══ Stored data ══

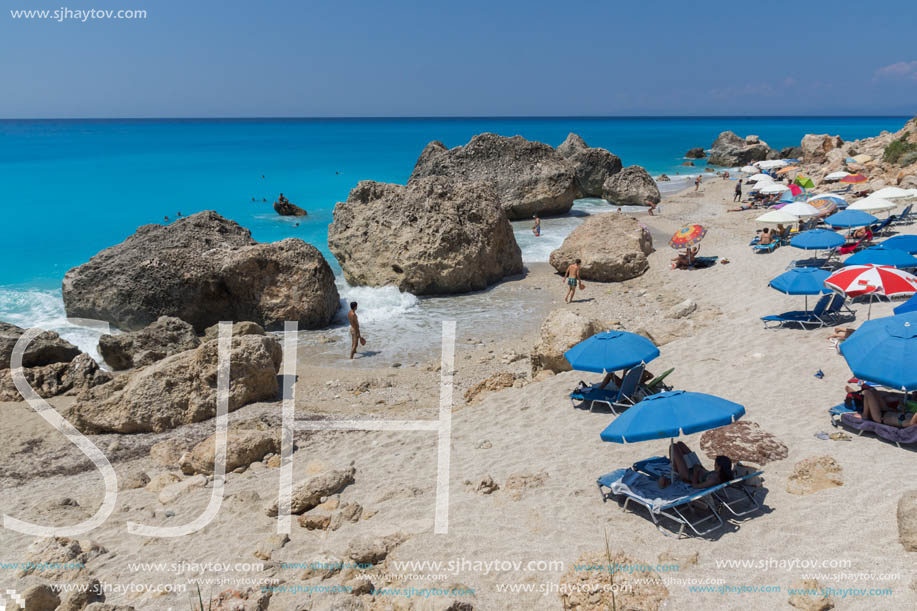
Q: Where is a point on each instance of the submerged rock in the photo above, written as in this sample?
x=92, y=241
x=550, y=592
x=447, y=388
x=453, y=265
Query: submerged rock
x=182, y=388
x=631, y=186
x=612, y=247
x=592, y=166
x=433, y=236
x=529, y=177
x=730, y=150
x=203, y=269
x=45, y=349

═══
══ Stored data ══

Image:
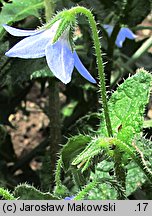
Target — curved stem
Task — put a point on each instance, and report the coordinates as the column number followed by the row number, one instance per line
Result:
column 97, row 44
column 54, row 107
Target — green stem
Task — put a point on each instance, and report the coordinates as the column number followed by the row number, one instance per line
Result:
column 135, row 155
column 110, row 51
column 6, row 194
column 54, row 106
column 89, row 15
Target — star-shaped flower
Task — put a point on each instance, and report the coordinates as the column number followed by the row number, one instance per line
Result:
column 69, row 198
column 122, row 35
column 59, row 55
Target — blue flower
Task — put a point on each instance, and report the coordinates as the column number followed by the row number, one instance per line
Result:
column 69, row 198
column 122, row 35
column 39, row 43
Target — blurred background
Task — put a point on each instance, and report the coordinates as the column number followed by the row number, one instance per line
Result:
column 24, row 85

═══

→ Task statement
Your job is to copy out every line from the records above that has the word "stem".

→ Answer below
Target — curved stem
Target — green stem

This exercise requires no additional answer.